**Exercise prompt**
Print the records below again word for word, omitting the pictures.

**Data shown**
※
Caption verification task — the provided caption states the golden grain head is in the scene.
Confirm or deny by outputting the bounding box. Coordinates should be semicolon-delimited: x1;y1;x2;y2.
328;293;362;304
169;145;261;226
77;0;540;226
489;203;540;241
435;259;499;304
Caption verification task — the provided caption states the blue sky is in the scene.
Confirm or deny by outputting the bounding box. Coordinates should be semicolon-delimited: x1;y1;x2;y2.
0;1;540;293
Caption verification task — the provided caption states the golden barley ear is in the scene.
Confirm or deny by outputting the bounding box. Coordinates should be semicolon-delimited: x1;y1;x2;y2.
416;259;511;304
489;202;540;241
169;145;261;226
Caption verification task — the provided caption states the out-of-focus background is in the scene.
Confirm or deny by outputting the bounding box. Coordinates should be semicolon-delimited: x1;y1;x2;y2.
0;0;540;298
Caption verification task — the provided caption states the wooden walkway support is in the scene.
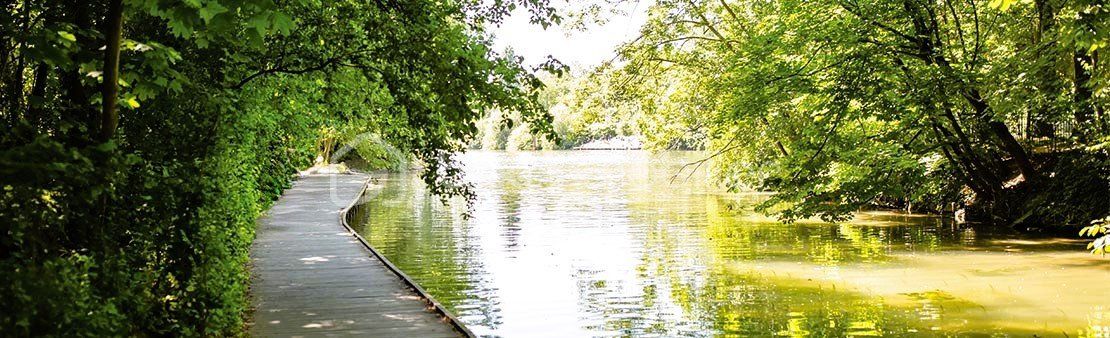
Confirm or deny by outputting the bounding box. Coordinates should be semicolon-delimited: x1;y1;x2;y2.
250;174;473;338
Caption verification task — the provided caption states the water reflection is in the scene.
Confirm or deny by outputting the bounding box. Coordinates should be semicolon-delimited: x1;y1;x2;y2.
344;152;1110;337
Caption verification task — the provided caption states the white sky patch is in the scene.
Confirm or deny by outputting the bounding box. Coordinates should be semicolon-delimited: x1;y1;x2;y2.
493;1;652;70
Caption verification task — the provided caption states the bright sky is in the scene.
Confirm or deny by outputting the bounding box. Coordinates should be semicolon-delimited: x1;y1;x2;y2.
493;0;650;70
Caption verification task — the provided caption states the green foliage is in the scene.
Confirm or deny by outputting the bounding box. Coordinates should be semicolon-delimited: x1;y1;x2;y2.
581;1;1110;228
0;0;554;336
1079;217;1110;255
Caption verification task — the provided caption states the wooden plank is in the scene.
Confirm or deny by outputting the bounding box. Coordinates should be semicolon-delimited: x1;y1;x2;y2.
250;174;465;338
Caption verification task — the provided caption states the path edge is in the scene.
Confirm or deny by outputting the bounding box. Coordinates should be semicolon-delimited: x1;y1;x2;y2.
339;174;477;338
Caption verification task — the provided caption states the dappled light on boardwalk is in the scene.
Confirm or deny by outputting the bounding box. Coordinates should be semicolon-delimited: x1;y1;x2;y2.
251;175;461;337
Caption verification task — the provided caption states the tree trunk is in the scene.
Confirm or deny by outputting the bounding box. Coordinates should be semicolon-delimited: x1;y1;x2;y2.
100;0;123;142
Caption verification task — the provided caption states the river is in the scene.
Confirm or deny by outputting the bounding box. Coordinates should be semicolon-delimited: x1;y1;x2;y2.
354;151;1110;337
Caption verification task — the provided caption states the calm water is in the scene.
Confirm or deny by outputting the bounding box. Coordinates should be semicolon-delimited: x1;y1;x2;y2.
346;152;1110;337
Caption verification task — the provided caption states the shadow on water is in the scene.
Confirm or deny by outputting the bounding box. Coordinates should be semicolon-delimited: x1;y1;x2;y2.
355;152;1110;337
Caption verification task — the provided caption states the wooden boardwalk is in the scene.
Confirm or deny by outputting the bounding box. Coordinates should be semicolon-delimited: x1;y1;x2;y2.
250;175;468;338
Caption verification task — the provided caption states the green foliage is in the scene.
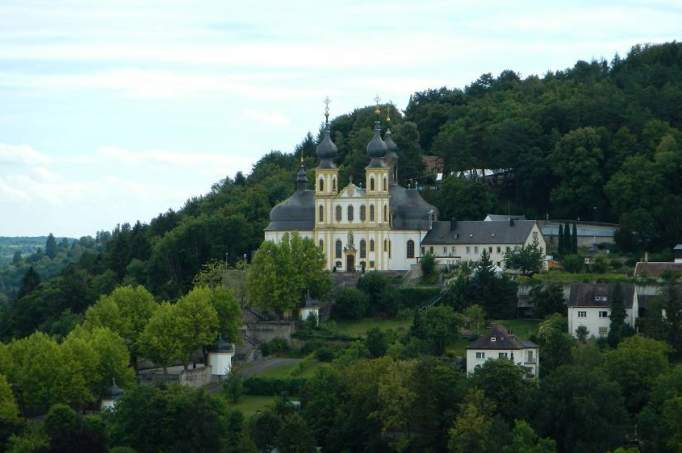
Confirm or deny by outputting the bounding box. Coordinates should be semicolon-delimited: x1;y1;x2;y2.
※
**Reply to the task**
Caption verification task — the provided caption states the golden grain head is in the scene.
Confirm or deny by outputting the bounding box. Coordinates should be semicolon-delimited: x1;y1;x2;y2.
328;293;362;304
169;145;261;226
77;0;540;226
489;203;540;241
435;259;499;304
Caption verification task — the provided caption states the blue sky is in the scene.
Confirm or deny by outputting the bounding box. Coordinates should be semicolon-delimited: x1;y1;x2;y2.
0;1;540;293
Caption verification task — the provided caption states the golden barley ear is in the scene.
Confirm or deny by outputting the bounding box. Coordinates should be semicolon-delimited: x1;y1;x2;y2.
416;259;511;304
489;202;540;241
169;145;261;226
Caption verification task — the provided caption states the out-of-focus background is in the scene.
Confirm or deny by outputting the bounding box. Coordinates should be semicolon-delimited: x1;y1;x2;y2.
0;0;540;298
Caption verification task — the provided caption states the wooden walkway support is in the scene.
Confirm or deny by outputting the bounding box. Coordinates should be semicolon-delimited: x1;y1;x2;y2.
250;174;473;338
Caption verification task — the provided caption states the water reflection is in the scene.
Confirm or deny by outputting the bounding box. Coordinates should be semicolon-delimited: x1;y1;x2;y2.
344;152;1110;337
Caption verification task — the provided caption states the white sky patch is in the scene.
Confirm or deny by outputting the bounding box. Coordinates should be semicolon-delimited: x1;y1;x2;y2.
493;1;652;70
Caption verification task — the provided caption states the bright sky is in the scene.
Confirm or deny by outputting the bounding box. Coordinates should be semicolon-delimited: x1;y1;x2;y2.
493;0;650;70
Caption verification task — the provided caption states the green foliage is in the scene.
Confirm or deny by outputting the bounding box. Coordinates should be semicolon-delimited: x1;y1;x2;y2.
581;1;1110;228
0;0;554;336
1079;217;1110;255
Caption verification task — the provided caption states the wooden plank is in the scene.
Confirm or deny by outputting the bounding box. Coordinates should be semicolon-delimited: x1;y1;x2;y2.
250;174;465;338
Caption verification task — the provided caption states the path edge is in the scene.
Confirm or deny by outputting the bounding box. Coordinates should be semicolon-delimited: x1;y1;x2;y2.
339;174;477;338
Caption verification task — the provided caption states the dappled light on boardwalk is in the scene.
Confirm or deny by outputting the bounding box. Coordinates should be semicolon-delimited: x1;y1;x2;y2.
251;175;461;337
Caption verification task — the provided caption states the tree trunk is in the scene.
Confirm or deny by outputting the bounding box. Coordinates should be semicolon-delimited: x1;y1;x2;y2.
100;0;123;142
Caption verification task — the provided caption states the river is in the scene.
Confirm or deny by outputting the bounding box. Coordinates should be semicolon-delimited: x1;y1;x2;y2.
354;151;1110;337
Caption verification task — the provided caption states the calm water is in the scene.
Confirm or deny by outputting the bounding box. Coordinates should be semicolon-delimited: x1;y1;x2;y2.
346;152;1110;337
Caption verification task — the provided caption states the shadow on water is in the scene.
Confirm or deny by outputting the bounding box. Coordinates should be semicolon-delimited: x1;y1;x2;y2.
355;152;1110;337
Caption verification task — the provided caption states the wooden boardwalk is in the scene.
Confirm or deny by outputting the bounding box. Coordinates should be semicolon-delimited: x1;y1;x2;y2.
250;175;468;338
Caption verification task — the provided caption states the green foliage is in the scene.
Confirm or deny by outputting the bounding box. Coordinates should be semicolon-delimited: x1;y1;x2;y2.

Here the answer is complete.